Assignment:
Every entry must be given again exactly.

Dataset excerpts:
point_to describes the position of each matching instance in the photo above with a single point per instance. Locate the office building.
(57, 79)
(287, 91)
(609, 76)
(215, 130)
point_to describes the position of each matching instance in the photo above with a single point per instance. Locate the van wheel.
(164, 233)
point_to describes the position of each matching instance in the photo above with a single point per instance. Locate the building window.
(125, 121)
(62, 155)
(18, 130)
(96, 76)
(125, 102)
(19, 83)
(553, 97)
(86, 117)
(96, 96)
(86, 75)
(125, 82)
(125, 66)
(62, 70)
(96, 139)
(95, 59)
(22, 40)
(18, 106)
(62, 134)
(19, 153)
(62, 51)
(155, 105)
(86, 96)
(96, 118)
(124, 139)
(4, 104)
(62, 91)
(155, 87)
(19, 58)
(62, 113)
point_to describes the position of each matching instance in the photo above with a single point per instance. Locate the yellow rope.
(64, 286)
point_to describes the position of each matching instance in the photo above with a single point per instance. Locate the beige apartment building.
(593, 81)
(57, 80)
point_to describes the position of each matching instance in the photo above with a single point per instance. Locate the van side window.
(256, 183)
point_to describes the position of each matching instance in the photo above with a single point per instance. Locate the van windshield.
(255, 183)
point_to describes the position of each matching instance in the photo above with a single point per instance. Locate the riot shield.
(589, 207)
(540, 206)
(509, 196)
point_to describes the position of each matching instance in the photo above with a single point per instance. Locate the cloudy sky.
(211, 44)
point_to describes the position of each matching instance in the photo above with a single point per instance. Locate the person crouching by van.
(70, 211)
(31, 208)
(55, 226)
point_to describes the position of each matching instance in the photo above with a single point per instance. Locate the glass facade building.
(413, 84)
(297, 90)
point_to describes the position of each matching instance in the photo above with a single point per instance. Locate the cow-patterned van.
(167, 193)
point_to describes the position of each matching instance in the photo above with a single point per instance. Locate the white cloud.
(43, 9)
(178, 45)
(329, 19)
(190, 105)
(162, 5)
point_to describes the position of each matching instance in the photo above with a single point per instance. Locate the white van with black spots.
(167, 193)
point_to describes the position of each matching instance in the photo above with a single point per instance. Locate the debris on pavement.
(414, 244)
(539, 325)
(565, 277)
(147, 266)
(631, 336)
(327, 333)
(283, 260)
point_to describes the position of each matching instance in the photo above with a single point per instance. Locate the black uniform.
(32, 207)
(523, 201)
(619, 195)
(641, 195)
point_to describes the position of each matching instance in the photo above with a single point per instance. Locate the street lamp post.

Written solution:
point_to describes the position of each matching instance in the photo above with a single point per instance. Locate the office building.
(57, 79)
(287, 91)
(609, 76)
(215, 130)
point_to describes the position of each matching instance in the photo above with a single point per instance. Locate the van wheel.
(164, 233)
point_to describes the position of each matching instance in the photo above with a single point per instance. Locate the building window.
(125, 121)
(62, 155)
(18, 130)
(96, 76)
(125, 102)
(19, 83)
(553, 97)
(86, 117)
(96, 96)
(86, 75)
(125, 82)
(125, 66)
(62, 70)
(96, 139)
(95, 59)
(22, 40)
(18, 106)
(62, 134)
(19, 153)
(62, 51)
(155, 105)
(86, 96)
(96, 118)
(124, 139)
(4, 104)
(62, 91)
(155, 87)
(19, 58)
(62, 113)
point_to describes the position of each matching instance in the photo above with a single point per instance. Locate the yellow rope.
(64, 286)
point_to describes the position of each matching instance in the photo above with a single point per instance. Locate the beige apartment building.
(593, 81)
(57, 80)
point_to describes the position of each matching instance in the photo above with a single point per instance. Locate the van side window.
(256, 183)
point_to describes the position of each matching instance in the photo above with a single point per instance. Locate the van windshield.
(255, 183)
point_to describes the position of each matching instance in the photo above with a single point per instance. Locate the riot shield.
(589, 207)
(540, 206)
(509, 196)
point_to describes the position of each matching instance in the photo above with a single point per instance. Locate the cloudy sky.
(211, 44)
point_to describes the position of each matching instance in the photo above with a single point per instance. Locate the person crouching by van.
(70, 211)
(31, 208)
(55, 226)
point_to describes the position of each matching instance in the photo above with a single point per instance. Locate the glass facade building.
(413, 84)
(297, 90)
point_to describes the position of each matching instance in the photo above with a single point per instance. Locate the cow-patterned van.
(167, 193)
point_to describes the position of each matching instance in the photo above with a single point per instance. Locate the white cloud.
(43, 9)
(178, 45)
(329, 19)
(190, 105)
(162, 5)
point_to describes the position of each matching instance in the photo above with a single point per instance. Locate the white van with black spots.
(167, 193)
point_to describes the position of each matching instance in the photo above with a single point per instance. Locate the debris on pavement.
(414, 244)
(539, 325)
(565, 277)
(147, 266)
(631, 336)
(327, 333)
(283, 260)
point_to describes the position of each matching instance in the photo above with a single point per instance. Locate the black uniform.
(32, 207)
(523, 201)
(619, 195)
(641, 195)
point_to describes the position of each matching instance in the photo above with a single point per instance. Locate the street lamp post.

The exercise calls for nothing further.